● Excerpted text
Jan 15, 2023
In this talk at the TEDx Birmingham stage, Dr. Jayme Locke discusses the need for a national kidney donation exchange.
Monday mornings are usually filled with feelings of excitement and energy as we gear up for the week ahead. But for those living with kidney failure, Monday mornings can be filled with profound fatigue and a lack of mental clarity. The daily routine for these individuals involves waking up early, leaving the house and heading to the local dialysis center, where they spend the next four hours hooked up to a machine designed to clear their blood of toxins. The process is repetitive and exhausting, and for 10 out of every 100 kidney failure patients, it will end in death. The only cure for kidney failure is a kidney transplant, but the demand for kidneys far exceeds the supply.
Living kidney donation provides a solution, but even with willing donors, the process can be complicated. Many individuals in need of a kidney transplant have a willing but incompatible living kidney donor. Almost half of people who volunteer to be a living kidney donor will not match their intended recipient due to differences in blood groups and tissue types.

● Task instructions
#1 Reproduce word for word the part of the passage on kidney donation that begins at the words "Jan 15, 2023" and stops after "exceeds the supply.".
#2 According to the passage on kidney donation, how long do patients spend hooked up to the dialysis machine?
#3 Carry on the passage on kidney donation from its last sentence.

● Entries shown
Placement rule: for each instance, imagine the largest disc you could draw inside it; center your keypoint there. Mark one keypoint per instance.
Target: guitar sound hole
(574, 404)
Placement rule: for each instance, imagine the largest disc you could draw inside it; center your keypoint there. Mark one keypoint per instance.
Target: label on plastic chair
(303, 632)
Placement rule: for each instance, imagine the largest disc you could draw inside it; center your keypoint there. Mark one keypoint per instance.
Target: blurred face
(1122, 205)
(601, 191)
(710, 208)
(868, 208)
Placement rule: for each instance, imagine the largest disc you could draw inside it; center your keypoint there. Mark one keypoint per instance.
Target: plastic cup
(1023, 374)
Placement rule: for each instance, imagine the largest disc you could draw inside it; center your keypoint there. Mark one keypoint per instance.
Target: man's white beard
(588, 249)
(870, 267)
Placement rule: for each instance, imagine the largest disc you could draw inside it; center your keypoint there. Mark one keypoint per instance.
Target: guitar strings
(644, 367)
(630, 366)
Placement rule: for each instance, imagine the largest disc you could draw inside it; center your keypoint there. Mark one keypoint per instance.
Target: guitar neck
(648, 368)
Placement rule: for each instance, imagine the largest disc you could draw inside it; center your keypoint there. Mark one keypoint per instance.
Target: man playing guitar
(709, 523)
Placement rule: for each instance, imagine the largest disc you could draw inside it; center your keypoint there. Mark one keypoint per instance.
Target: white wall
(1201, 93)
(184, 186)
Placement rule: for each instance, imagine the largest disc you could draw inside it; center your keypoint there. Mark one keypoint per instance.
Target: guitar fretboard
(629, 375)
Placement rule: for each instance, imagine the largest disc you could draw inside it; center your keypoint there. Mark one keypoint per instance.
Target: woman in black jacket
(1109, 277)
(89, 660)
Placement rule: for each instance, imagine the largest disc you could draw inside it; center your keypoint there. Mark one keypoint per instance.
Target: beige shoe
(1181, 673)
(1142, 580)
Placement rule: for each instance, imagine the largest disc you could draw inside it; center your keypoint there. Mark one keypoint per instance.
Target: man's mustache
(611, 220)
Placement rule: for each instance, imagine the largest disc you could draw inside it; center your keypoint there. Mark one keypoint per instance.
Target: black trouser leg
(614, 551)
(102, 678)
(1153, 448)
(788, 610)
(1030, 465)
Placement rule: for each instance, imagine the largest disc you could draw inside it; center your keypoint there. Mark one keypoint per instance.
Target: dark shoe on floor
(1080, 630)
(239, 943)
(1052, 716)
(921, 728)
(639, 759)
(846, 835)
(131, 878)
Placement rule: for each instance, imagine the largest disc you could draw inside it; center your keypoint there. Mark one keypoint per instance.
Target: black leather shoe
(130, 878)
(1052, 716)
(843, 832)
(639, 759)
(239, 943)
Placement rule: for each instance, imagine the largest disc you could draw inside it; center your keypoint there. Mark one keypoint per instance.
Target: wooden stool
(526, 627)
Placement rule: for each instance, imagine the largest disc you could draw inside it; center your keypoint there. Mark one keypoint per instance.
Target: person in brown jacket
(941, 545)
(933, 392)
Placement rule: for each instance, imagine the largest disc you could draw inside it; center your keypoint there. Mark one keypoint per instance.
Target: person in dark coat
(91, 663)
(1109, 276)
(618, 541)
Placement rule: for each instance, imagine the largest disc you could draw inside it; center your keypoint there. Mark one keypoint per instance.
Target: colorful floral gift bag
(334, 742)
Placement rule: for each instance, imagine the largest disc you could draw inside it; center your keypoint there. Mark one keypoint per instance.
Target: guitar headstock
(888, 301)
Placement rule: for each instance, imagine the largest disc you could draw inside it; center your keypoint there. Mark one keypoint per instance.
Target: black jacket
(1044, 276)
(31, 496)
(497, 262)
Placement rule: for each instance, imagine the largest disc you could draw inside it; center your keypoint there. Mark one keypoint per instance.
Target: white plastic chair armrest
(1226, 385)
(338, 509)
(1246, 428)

● Written answers
#1
Jan 15, 2023
In this talk at the TEDx Birmingham stage, Dr. Jayme Locke discusses the need for a national kidney donation exchange.
Monday mornings are usually filled with feelings of excitement and energy as we gear up for the week ahead. But for those living with kidney failure, Monday mornings can be filled with profound fatigue and a lack of mental clarity. The daily routine for these individuals involves waking up early, leaving the house and heading to the local dialysis center, where they spend the next four hours hooked up to a machine designed to clear their blood of toxins. The process is repetitive and exhausting, and for 10 out of every 100 kidney failure patients, it will end in death. The only cure for kidney failure is a kidney transplant, but the demand for kidneys far exceeds the supply.

#2 Four hours.

#3
That's where transplant surgeons come in. They act as matchmakers, facilitating kidney exchanges between living donors and recipients who don't match. Instead of receiving a kidney from their original donor, the recipient receives a kidney from a total stranger, and in return, the original donor gives to someone else in need. It may seem complicated, but the process is similar to that used by the airline industry to keep airplanes from crashing into each other during flight.
To participate in a kidney exchange, the recipient simply needs someone willing to donate a kidney to a total stranger on their behalf. These individuals may begin as complete strangers, but with the help of a loved one willing to donate in honor of them, they can change each other's lives. Transplant surgeons like the one in the video are making rounds in hospital wards, checking on patients and making sure they are ready for surgery. It's a long and difficult process, but the end result is a new chance at life for those living with kidney failure.
It's important to note that living kidney donation is a safe and viable option for most healthy individuals. According to the National Kidney Foundation, most people can live a normal, healthy life with just one kidney. The process of becoming a living donor involves a series of tests and evaluations to ensure that the donor is healthy enough to undergo the surgery and that their remaining kidney is able to function properly.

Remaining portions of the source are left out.